What is expected
Please format part of the listing below as a JSON list of strings, one string per line with blank lines left out. Begin at the line that contains "the woman with" and continue through the end of the listing.
--- Start Supplied data ---
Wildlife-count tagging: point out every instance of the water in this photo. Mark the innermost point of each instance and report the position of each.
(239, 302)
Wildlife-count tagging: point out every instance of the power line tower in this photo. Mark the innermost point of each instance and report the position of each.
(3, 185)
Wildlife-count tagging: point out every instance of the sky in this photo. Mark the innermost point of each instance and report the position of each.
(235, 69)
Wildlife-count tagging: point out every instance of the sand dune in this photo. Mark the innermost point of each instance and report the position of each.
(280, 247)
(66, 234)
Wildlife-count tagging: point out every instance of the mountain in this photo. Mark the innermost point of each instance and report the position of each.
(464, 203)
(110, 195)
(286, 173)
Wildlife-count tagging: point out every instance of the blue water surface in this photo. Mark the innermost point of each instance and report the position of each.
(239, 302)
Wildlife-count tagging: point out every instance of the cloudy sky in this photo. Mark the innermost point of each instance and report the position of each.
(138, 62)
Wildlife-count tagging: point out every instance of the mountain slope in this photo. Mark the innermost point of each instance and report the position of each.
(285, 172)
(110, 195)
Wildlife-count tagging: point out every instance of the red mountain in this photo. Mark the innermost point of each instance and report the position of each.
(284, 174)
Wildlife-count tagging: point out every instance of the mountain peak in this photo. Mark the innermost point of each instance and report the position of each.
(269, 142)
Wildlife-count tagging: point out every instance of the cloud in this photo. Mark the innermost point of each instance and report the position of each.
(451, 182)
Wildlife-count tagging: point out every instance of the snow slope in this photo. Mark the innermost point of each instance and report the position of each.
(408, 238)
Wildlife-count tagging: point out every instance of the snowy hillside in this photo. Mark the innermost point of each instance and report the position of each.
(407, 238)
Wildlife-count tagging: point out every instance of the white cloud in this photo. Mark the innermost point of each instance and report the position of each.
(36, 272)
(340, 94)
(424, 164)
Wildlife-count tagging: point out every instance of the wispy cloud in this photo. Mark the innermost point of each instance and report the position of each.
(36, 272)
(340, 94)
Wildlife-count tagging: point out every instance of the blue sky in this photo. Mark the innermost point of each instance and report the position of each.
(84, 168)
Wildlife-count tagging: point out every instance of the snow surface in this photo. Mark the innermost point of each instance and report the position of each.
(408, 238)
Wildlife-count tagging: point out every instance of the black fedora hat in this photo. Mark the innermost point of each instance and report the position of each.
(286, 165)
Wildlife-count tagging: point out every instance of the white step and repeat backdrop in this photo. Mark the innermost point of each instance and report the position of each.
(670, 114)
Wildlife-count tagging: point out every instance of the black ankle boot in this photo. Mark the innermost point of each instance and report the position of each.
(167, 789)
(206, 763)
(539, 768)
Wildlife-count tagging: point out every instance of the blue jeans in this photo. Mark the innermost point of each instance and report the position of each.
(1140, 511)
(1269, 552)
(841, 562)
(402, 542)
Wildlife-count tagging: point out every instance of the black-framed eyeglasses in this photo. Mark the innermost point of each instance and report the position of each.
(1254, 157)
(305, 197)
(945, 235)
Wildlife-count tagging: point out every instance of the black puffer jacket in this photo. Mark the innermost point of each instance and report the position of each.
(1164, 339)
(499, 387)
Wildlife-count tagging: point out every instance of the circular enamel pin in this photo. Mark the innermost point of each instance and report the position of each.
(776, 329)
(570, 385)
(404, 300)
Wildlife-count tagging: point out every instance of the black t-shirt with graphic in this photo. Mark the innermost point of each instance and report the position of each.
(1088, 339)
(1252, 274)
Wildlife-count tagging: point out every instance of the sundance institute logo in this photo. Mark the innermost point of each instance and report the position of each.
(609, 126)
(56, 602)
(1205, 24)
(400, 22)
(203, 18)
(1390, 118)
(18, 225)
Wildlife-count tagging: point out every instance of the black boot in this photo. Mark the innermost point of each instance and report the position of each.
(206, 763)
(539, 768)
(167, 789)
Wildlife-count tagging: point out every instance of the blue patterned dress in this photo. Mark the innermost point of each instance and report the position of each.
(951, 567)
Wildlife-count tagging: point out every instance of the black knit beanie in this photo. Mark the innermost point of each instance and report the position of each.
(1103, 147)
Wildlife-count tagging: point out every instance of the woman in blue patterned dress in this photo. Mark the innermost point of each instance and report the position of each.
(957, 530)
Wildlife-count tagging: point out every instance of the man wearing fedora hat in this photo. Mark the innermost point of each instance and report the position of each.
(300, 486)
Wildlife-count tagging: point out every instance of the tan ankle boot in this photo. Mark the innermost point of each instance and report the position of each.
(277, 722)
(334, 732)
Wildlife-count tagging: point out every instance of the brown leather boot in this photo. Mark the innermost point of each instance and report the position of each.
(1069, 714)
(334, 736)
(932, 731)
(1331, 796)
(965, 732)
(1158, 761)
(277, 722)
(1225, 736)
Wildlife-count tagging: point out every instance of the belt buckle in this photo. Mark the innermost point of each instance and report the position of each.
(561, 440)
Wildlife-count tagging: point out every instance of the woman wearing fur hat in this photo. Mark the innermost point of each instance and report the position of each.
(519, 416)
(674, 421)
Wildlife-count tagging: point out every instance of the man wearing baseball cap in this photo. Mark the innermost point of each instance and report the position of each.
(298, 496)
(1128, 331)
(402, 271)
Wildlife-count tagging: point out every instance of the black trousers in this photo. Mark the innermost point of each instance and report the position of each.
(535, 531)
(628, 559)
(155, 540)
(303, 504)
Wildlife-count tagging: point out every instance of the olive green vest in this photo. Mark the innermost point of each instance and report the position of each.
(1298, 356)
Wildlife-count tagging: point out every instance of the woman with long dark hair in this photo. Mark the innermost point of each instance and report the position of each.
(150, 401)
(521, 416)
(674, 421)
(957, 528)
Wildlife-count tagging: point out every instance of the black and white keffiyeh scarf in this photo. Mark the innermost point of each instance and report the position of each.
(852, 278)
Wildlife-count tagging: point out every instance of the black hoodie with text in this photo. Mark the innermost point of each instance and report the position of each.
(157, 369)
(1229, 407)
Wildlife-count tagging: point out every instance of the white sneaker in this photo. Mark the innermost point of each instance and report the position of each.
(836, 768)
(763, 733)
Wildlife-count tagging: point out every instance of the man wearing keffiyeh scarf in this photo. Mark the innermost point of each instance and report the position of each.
--- End Supplied data ---
Response to this task
[
  "Wildlife-count tagging: point out every instance of the woman with long dark hair in this photo. Mark the innermost point of each instance and report the position of each.",
  "(150, 401)",
  "(521, 416)",
  "(674, 421)",
  "(957, 528)",
  "Wildlife-count tagging: point out every instance of the black and white keffiyeh scarf in this photo. Mark the innermost point of each instance and report the position of each.",
  "(852, 278)",
  "Wildlife-count tagging: point out every instance of the black hoodie with text in this photo. Mark the innermost point of each instance and report the position of each.",
  "(157, 369)",
  "(1229, 407)",
  "Wildlife-count tagging: point out every instance of the white sneaker in this photo. Mark the innermost point of each instance and report the position of each.",
  "(836, 768)",
  "(763, 733)",
  "Wildlife-count tagging: point out every instance of the man wearing keffiyeh scarf in this photo. Mark the innermost point of each instance and report the position of each."
]